▶ _Your tasks_:
1) Reproduce the passage of the review of Kehinde Akano's poetry collection between "In Kwara State, the" and "the political elites.", inclusive.
2) According to the review of Kehinde Akano's poetry collection, for how many days was the Oba of Jebba incarcerated?
3) Extend the review of Kehinde Akano's poetry collection, beginning after its final sentence.

start Selected excerpt

UZOLUA UHAKHEME
Tanure Ojaide in the blurb says “Emirates Blues and Home resistance” boils with passionate anger against the violation of native sovereignty”.
The don at the University of North Carolina, United States, was explicit in appraising the work of his fellow academic, Kehinde Akano who lectures at the Kwara State University, Malete in Kwara State.
In Kwara State, the monarchy is still being practiced in its entirety especially in the capital, Ilorin and its environs. The emirate system makes the successive emir connive with the political elites.
Due to the unequal hierarchy the five local government councils that are referred to as Ilorin Emirate presently in Kwara State, it is only the Emir of Ilorin that is a graded chief.
The people of Shao who the author happens to a kinsman, are the rebellious group out of the decentralized communities namely: Shao, Jebba, Afon, Oke-Oyi, Apado, Okeso, Okutala, Olooru, Malete, Elemere, Apapa, Elesin-meta and others, they have rejected suppression over the years as they’ve always asserted their prominence as a foremost Yoruba community, we may safely say the writer must have inherited a spirit of resilient justice in face of oppression, courage and some writing grit from them.
It is said that the words might be laconic in poetry but the profound meanings they convey speaks volumes about them.
Akano never “wrote” tongue in cheek neither did he mince words in his critic and caricature of the elite-centred emirate system in the state.
This feature of poetry has however been maximized by him to achieve an overall effect of rousing concerned feathers on an issue as complacently innocuous as the Emirates system in the north-central region of Nigeria. Commenting on a rulership that stifles sanity and the people’s right to hold protests, Akano pointed out in the preface “For daring to resist and speak against the debasing Ilorin Emirate system, the Oba of Jebba was incarcerated for nineteen days on the orders of the present emir of Ilorin using state power”.

end Selected excerpt
start Available data

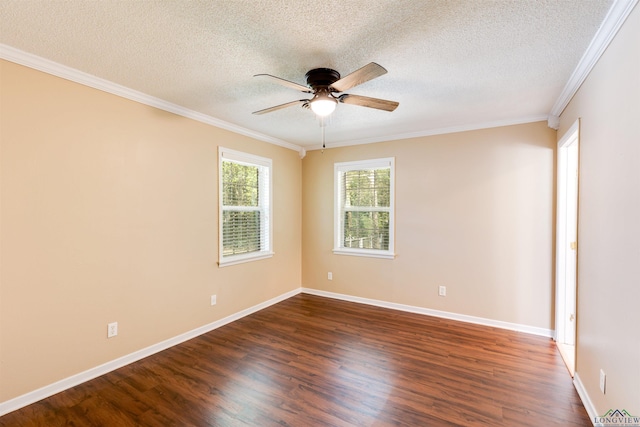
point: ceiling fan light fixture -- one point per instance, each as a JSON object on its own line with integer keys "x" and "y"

end Available data

▶ _Response list_:
1)
In Kwara State, the monarchy is still being practiced in its entirety especially in the capital, Ilorin and its environs. The emirate system makes the successive emir connive with the political elites.

2) Nineteen days.

3)
Influenced by the development in Kwara state, especially of the feudal Lords and tyranny in the context of land use and ownership, he drew on a heavy use of biblical allusion in one of the poems,” Counting your blessings” for instance, the writer talks about the privileged few and the marginalised lot.
Within a spate of your ascension
Thy kingdom did come
Thy wishes, like horses were in chariots
And your beggars did ride.
He continued:
“What a pity!
That your barn keep swelling
Yet your household suffers hunger
Here is a sharp commentary on avarice and self-centred nature of the hegemonic monarchy who must have have left the “corridors” of power for its bedchambers.”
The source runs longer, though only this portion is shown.